*** Block opens ***

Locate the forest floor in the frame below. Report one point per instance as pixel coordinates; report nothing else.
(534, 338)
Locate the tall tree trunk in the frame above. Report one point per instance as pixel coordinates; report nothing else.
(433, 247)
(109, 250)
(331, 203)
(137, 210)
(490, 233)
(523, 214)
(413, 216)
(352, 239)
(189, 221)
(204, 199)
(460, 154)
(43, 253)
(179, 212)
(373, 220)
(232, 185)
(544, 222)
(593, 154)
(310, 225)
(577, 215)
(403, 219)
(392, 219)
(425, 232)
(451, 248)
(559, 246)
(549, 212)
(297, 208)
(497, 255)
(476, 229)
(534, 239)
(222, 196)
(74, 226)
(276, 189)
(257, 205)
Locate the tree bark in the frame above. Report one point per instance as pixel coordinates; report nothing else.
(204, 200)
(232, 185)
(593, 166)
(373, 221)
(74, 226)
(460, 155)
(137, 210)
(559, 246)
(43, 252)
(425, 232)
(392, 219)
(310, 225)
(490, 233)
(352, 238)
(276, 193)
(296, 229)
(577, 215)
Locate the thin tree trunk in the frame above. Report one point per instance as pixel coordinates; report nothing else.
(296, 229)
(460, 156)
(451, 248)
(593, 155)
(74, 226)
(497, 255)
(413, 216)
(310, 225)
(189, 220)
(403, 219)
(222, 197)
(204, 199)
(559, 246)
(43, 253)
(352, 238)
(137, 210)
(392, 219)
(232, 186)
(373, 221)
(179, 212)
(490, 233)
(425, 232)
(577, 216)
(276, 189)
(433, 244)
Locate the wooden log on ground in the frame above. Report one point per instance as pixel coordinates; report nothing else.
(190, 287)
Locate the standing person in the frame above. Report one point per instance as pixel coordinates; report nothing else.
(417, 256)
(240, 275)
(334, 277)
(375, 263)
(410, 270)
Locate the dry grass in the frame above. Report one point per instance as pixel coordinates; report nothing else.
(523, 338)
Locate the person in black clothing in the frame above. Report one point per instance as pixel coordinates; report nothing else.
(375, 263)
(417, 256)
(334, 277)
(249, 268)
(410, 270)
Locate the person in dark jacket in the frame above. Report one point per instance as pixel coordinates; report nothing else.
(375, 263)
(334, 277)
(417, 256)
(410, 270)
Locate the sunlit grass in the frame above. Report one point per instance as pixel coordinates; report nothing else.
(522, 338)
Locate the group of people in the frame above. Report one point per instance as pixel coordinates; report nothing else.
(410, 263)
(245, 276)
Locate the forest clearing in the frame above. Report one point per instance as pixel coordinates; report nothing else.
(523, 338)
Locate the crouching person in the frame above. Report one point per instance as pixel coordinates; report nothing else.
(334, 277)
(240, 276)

*** Block closes ***

> Task prompt: Exact output of every entry is required.

> Reply:
Locate the forest floor in the frame below. Report one point per instance as pixel coordinates; report nothing else.
(534, 338)
Locate the tall tree trunk in the frame above. Report one point per instance as pixel coordinates; report nothing else.
(433, 247)
(109, 250)
(331, 203)
(137, 210)
(490, 233)
(523, 214)
(413, 216)
(352, 239)
(189, 221)
(204, 199)
(460, 154)
(43, 253)
(179, 212)
(373, 220)
(232, 185)
(544, 222)
(593, 154)
(310, 225)
(577, 215)
(403, 219)
(392, 219)
(425, 232)
(451, 248)
(559, 246)
(549, 212)
(297, 208)
(497, 255)
(476, 229)
(534, 239)
(222, 196)
(74, 226)
(276, 189)
(257, 205)
Locate the tree bark in the frame above. Report one point per instance as pixel coordinates; report nothing else.
(204, 200)
(232, 185)
(593, 166)
(373, 221)
(74, 226)
(460, 155)
(137, 210)
(559, 246)
(43, 252)
(425, 232)
(392, 219)
(310, 225)
(490, 233)
(352, 238)
(276, 193)
(296, 229)
(577, 215)
Locate the thin tree trunk in the frame above. Report one point per instance as pixel coordinates; report nothing else.
(296, 229)
(460, 156)
(451, 248)
(593, 155)
(74, 226)
(497, 255)
(413, 216)
(310, 225)
(189, 220)
(403, 219)
(222, 197)
(204, 199)
(559, 246)
(43, 253)
(352, 238)
(137, 210)
(392, 219)
(232, 186)
(373, 221)
(179, 212)
(490, 233)
(425, 232)
(577, 216)
(276, 189)
(433, 244)
Locate the wooden log on ground in the frame above. Report one point per instance as pixel coordinates; report nothing else.
(190, 287)
Locate the standing person in the frame above. Report one point per instance as pixel coordinates; report nothing else.
(417, 256)
(240, 275)
(334, 277)
(375, 263)
(410, 270)
Locate the dry grass in the frame above. Report one point per instance as pixel coordinates; report nothing else.
(523, 338)
Locate the person in black clothing in the frame above. Report one point per instance as pixel coordinates; report nothing else.
(375, 263)
(417, 256)
(334, 277)
(249, 268)
(410, 270)
Locate the person in dark jacket in the frame above. Report one point per instance as pixel coordinates; report nothing else.
(375, 263)
(334, 277)
(417, 256)
(410, 270)
Locate the sunlit grass in the frame above. Report one point per instance as pixel coordinates; report nothing else.
(522, 338)
Locate the group of people in the frame above. Report one point per instance as pixel coordinates; report nothing else.
(410, 263)
(245, 276)
Locate the forest clearing in the frame above. Report one point per instance as pixel coordinates; report nothing else.
(523, 338)
Locate the crouching person in the frame above. Report one point per instance as pixel coordinates; report nothing else.
(334, 277)
(240, 276)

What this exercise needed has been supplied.